### Problem details
From the first line to the last, give the records again exactly.

### Data
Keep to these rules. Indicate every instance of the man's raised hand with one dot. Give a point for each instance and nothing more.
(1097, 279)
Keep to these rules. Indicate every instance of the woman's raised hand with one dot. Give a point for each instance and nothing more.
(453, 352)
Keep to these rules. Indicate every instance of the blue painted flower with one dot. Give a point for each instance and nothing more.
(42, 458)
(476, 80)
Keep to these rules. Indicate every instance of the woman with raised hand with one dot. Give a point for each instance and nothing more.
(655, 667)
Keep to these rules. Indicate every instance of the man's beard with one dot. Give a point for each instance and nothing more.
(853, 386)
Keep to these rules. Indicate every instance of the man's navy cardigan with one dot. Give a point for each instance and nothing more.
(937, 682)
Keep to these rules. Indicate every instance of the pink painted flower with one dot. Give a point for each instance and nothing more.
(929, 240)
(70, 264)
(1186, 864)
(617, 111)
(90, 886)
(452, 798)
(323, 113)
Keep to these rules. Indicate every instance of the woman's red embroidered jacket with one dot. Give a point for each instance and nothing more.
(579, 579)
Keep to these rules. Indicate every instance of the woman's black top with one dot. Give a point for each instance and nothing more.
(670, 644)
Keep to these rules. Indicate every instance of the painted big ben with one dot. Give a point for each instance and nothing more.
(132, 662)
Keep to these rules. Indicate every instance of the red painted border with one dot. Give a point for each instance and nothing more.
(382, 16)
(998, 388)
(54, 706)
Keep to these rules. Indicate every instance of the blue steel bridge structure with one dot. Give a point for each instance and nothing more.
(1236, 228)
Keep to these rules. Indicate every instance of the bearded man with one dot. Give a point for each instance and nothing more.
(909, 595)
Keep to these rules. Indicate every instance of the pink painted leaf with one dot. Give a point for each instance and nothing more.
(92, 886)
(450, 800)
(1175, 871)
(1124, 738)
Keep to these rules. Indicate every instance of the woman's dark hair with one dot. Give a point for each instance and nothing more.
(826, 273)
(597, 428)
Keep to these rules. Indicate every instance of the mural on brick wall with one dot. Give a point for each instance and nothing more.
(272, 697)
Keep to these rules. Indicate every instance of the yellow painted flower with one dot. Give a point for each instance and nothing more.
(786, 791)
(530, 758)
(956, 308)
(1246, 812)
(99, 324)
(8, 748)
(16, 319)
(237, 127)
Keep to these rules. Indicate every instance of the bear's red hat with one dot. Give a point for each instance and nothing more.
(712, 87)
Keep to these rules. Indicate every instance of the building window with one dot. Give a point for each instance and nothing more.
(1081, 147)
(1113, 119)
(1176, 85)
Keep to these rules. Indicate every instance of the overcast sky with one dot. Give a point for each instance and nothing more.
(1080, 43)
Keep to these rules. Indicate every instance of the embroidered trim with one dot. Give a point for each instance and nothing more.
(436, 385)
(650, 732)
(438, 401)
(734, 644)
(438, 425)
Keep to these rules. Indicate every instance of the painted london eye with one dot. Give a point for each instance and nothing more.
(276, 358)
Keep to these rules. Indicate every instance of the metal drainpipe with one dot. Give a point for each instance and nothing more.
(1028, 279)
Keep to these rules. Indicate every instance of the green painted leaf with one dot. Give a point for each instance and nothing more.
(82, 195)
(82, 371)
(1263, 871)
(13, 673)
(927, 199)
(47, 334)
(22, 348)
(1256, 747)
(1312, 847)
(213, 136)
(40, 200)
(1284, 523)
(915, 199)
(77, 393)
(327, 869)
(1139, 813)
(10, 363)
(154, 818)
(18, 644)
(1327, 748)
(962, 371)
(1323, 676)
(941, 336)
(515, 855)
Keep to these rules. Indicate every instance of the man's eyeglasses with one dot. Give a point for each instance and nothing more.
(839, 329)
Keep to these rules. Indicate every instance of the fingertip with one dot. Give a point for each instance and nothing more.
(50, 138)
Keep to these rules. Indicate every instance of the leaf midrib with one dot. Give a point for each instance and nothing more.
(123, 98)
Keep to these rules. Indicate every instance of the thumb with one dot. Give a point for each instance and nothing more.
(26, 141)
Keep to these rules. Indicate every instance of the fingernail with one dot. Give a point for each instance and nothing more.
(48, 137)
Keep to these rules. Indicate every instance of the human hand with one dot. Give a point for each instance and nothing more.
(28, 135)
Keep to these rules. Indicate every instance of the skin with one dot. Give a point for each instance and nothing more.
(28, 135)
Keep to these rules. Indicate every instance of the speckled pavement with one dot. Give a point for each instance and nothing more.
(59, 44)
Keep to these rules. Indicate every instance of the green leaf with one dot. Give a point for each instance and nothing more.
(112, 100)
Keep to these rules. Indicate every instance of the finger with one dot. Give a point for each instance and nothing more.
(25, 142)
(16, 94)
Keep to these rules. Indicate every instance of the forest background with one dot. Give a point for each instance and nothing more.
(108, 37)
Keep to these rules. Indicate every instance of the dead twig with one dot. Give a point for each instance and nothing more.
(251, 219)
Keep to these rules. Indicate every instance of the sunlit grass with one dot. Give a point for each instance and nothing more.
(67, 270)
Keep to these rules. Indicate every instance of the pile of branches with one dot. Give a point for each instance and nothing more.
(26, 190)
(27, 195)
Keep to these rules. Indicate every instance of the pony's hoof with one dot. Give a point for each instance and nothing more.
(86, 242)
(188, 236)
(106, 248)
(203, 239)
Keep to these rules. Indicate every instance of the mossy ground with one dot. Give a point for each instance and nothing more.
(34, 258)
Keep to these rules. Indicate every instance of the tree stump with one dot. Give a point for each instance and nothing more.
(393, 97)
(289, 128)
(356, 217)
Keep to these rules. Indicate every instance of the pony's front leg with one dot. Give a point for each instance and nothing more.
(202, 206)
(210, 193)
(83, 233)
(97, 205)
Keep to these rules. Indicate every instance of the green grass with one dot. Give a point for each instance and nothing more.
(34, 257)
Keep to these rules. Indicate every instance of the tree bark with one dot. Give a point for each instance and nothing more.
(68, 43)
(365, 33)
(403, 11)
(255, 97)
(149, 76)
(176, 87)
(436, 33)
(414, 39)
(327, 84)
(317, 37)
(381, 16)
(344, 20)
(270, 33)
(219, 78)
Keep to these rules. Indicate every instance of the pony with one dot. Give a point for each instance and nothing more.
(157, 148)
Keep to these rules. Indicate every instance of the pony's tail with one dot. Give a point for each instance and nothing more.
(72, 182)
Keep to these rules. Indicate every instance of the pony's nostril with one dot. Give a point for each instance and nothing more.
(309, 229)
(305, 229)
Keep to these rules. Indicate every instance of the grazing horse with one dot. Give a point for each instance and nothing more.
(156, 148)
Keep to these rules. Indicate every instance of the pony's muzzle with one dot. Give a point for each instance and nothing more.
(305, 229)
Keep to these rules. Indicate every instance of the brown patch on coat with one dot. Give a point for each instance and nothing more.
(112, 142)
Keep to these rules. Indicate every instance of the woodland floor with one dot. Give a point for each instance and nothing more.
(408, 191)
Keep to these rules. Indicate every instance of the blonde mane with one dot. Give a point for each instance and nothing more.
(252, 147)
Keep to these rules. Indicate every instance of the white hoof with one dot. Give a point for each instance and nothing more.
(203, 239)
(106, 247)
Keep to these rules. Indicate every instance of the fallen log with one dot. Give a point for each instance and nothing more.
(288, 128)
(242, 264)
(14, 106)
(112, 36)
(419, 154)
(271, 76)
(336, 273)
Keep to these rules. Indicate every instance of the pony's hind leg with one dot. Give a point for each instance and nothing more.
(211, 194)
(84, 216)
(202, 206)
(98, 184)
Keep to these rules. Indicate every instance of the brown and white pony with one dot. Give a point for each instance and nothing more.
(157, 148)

### Answer below
Keep to these rules. Indicate every instance of the man's raised hand with one dot. Give a point for each instance and nothing more.
(1097, 279)
Keep to these rules. Indicate every instance of the woman's raised hand with one dot. Give a point for each instance and nothing more.
(453, 352)
Keep to these rules. Indicate every instance of the blue painted flower with one dot. Give a point for each instance and nothing more.
(42, 458)
(476, 80)
Keep to these rules. Indicate every instance of the woman with raised hand with one dot. Give a point for each instance and nothing more.
(655, 667)
Keep to these rules. Indicate every instance of the man's beard with one dot. Give a point for each instance and nothing more.
(853, 386)
Keep to these rules. Indicate every instance of the man's navy cardigan with one dot. Give a point for each instance and nothing more.
(937, 682)
Keep to these rules. Indicate every instance of the pink painted flower with one dot. Give a point for each instance and nothing more.
(929, 240)
(70, 264)
(1186, 864)
(617, 111)
(90, 886)
(452, 798)
(323, 113)
Keep to these rules. Indicate every instance of the woman's red embroidered jacket with one dot. Give a point for each instance and nothing more.
(579, 579)
Keep to these rules. Indicate every instance of the woman's black top with one dot. Give a point for each instance and nothing more.
(670, 644)
Keep to these rules. Indicate every instance of the painted big ben with one dot. Give a point for each instance and nothing more.
(132, 662)
Keep to these rules. Indicate every instance of the red painted border with one dot. Give a point for each instance and nothing more.
(382, 16)
(998, 388)
(54, 706)
Keep to these rules. Indicate every instance of the blue steel bridge structure with one dot. Give a point for each instance and nothing more.
(1236, 228)
Keep to these rules. Indicate every instance of the bearded man with one dot. Give a point for each instance and nothing more.
(909, 595)
Keep to these rules. Indicate every instance of the pink painted leaf with one dot. Give a point for each instance and nothing more.
(92, 886)
(450, 800)
(1175, 871)
(1124, 738)
Keep to these rules. Indicate every instance of the woman's dark hair with one dot. Give a point for each instance and nothing more.
(826, 273)
(597, 428)
Keep to these rules. Indicate every instance of the mural on brick wall with one dot. Give a point for each instance and nothing more.
(272, 697)
Keep to these rules. Indicate every instance of the yellow painted flower with one dot. Give a point for each instance and nothing more.
(786, 791)
(530, 758)
(956, 308)
(1246, 812)
(99, 324)
(8, 748)
(16, 319)
(237, 127)
Keep to these rules. Indicate every instance of the bear's red hat with one dot. Give a point for each instance and nothing more.
(712, 87)
Keep to these rules. Indicate every instance of the building window with one dot. Give a point for each instance and nothing more.
(1081, 147)
(1113, 119)
(1176, 85)
Keep to these rules. Indicate every instance of the overcast sky with one dot. Give a point for each instance and nothing more.
(1080, 43)
Keep to these rules. Indicate every instance of the embroidered trim with one dot. Give a point for each instance and nothing more.
(436, 385)
(650, 732)
(438, 401)
(734, 644)
(438, 425)
Keep to these rules. Indicate every instance of the painted london eye with one dot. Give a point for each instance and nothing more.
(276, 358)
Keep to these rules. Indicate every instance of the metal drainpipe with one dot. Give a point for each instance and nothing more.
(1028, 279)
Keep to these rules. Indicate every instance of the green painted leaf with one dot. Give a point for each instance and nothing more.
(82, 195)
(82, 371)
(1263, 871)
(13, 673)
(927, 199)
(47, 334)
(22, 348)
(1256, 747)
(1312, 847)
(213, 136)
(40, 200)
(1284, 523)
(915, 199)
(77, 393)
(327, 869)
(1139, 813)
(10, 363)
(154, 818)
(18, 644)
(1327, 748)
(962, 371)
(1323, 676)
(941, 336)
(515, 855)
Keep to these rules. Indicate every instance of the man's eyeglasses with one dot. Give a point for each instance and nothing more.
(839, 329)
Keep to these rules. Indicate every instance of the fingertip with one dot. Give a point for each instance and nothing more.
(50, 138)
Keep to these rules. Indicate every instance of the leaf midrib with one dot. Give a point for each instance and nothing more.
(123, 98)
Keep to these rules. Indicate every instance of the thumb with one dot. Give a point for each instance and nothing more.
(26, 141)
Keep to these rules. Indicate every instance of the fingernail with one dot. Give a point for each instance and nothing more.
(48, 137)
Keep to these rules. Indicate every instance of the human hand with one dot. Give a point for each instance and nothing more.
(28, 135)
Keep to these rules. Indicate every instance of the skin with one dot. Give a point for each instance and nothing more.
(28, 135)
Keep to these rules. Indicate every instance of the speckled pavement with one dot. Give a point for each instance and nothing more.
(59, 44)
Keep to these rules. Indicate every instance of the green leaf with one dot. Give a point for each instance and nothing more.
(112, 100)
Keep to these rules. Indicate every instance of the finger with one dot. Give a point for each instance and nothing more.
(25, 142)
(16, 94)
Keep to these rules. Indicate every instance of the forest background with one dot. Give a point for each instance and nothing more.
(108, 37)
Keep to these rules. Indicate every instance of the dead twig with one dot. Give a point for each instance and nothing more.
(251, 219)
Keep to these rules. Indicate every instance of the sunlit grass with one dot. Give a point for each instance and nothing more.
(67, 270)
Keep to these rules. Indicate every instance of the pile of branches with one dot. Give a point for each instance and nothing more.
(26, 190)
(27, 195)
Keep to these rules. Indicate every instance of the pony's hoof with one dot. Give a point for each instance and nothing more.
(86, 242)
(188, 236)
(106, 248)
(203, 239)
Keep to these rules. Indicate every instance of the mossy ground with one dot. Give a point for each instance and nothing more.
(34, 258)
Keep to these rules. Indicate every instance of the tree stump with one dot. Give a point for each instance and nothing more.
(393, 97)
(289, 128)
(356, 217)
Keep to these rules. Indicate every instance of the pony's front leg with one dot. Give a point for each instance and nothing more.
(202, 206)
(210, 193)
(83, 233)
(97, 205)
Keep to these rules. Indicate every instance of the green grass with one dot. Give a point for each instance and nothing more.
(34, 257)
Keep to these rules. Indicate every instance of the tree bark with one dot. Give a point for each instance and nothing more.
(68, 43)
(365, 33)
(403, 11)
(255, 97)
(149, 76)
(176, 87)
(436, 33)
(414, 39)
(327, 84)
(317, 37)
(381, 16)
(344, 20)
(270, 33)
(219, 78)
Keep to these rules. Indicate every instance of the pony with one dot. Give a point for each instance and nothing more.
(157, 148)
Keep to these rules. Indicate every instance of the pony's tail with one dot. Give a point for each instance and nothing more.
(72, 182)
Keep to these rules. Indicate every instance of the pony's nostril with one dot. Give a point for each instance and nothing more.
(309, 229)
(305, 229)
Keep to these rules. Indicate every instance of the grazing horse with one dot. Give a point for each instance and nothing more.
(156, 148)
Keep to these rules. Indicate every instance of the pony's muzzle with one dot. Give a point for each instance and nothing more.
(305, 229)
Keep to these rules. Indicate every instance of the brown patch on coat with one dot. Give a point for each instance and nothing more.
(112, 142)
Keep to these rules. Indicate every instance of the woodland floor with one dot. Give a point for each instance and nothing more.
(408, 191)
Keep to these rules. Indicate every instance of the blonde mane with one dot. Give a point for each instance and nothing more.
(252, 147)
Keep to these rules. Indicate every instance of the white hoof with one dot. Give a point for each instance and nothing more.
(203, 239)
(106, 247)
Keep to these rules. Indicate every instance of the fallen log with one dot. Give a point for each instance and nothing more.
(288, 128)
(242, 264)
(14, 106)
(112, 36)
(419, 154)
(271, 76)
(336, 273)
Keep to these rules. Indicate every instance of the pony's hind leg with one dot. Give a point for each instance and nothing more.
(211, 194)
(84, 216)
(202, 206)
(98, 184)
Keep to these rules. Indicate every instance of the brown and white pony with one dot. Give a point for each instance and nothing more.
(157, 148)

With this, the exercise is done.